Detection examples —
##########
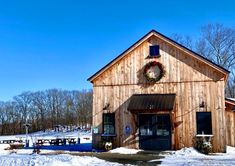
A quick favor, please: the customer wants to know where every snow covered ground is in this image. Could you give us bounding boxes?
[0,130,92,146]
[0,131,235,166]
[0,131,129,166]
[0,146,126,166]
[161,146,235,166]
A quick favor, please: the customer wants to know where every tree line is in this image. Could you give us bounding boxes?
[0,89,92,135]
[172,23,235,98]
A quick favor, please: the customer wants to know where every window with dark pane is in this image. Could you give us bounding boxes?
[196,112,212,134]
[103,113,115,134]
[149,45,160,57]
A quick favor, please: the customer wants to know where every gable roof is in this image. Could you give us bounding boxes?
[87,29,230,82]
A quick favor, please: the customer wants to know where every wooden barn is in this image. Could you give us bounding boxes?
[88,30,235,152]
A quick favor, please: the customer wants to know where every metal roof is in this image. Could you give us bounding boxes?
[127,94,175,111]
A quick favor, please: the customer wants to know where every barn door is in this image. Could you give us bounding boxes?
##########
Given exercise — Reproduce every line of the records above, requests included, but leave out the pictures. Shift each bounding-box coordinate in the answers up by 137.

Complete response —
A quick favor, please: the customer wants to know where every snow covered ground is in this image. Could you give us bounding boxes?
[137,267,229,283]
[137,268,372,303]
[137,268,266,303]
[137,283,263,303]
[298,283,372,303]
A quick favor, please: the customer wants to know where every tree line is in this image. Could you give us bounding boxes?
[137,226,229,272]
[309,160,372,235]
A quick favor, please: the customer wants to know where every window with dark pane is in this image. Could you give us bounding boxes?
[333,249,349,271]
[240,250,252,271]
[286,182,297,194]
A quick favor, please: the customer wants to know where every gable roof is in this image. Could you give us bounding boxes?
[224,166,367,219]
A quick favor, please: the customer wants to know where every wooden barn is in this image. Could you give us bounding boxes?
[225,167,372,289]
A quick favor, please: the customer wants to know where every metal roof is in this image. Could you give us bounding boxes?
[264,231,312,248]
A quick favor, please: the customer wants to know where every barn door is in this image. Could you give us bounding boxes?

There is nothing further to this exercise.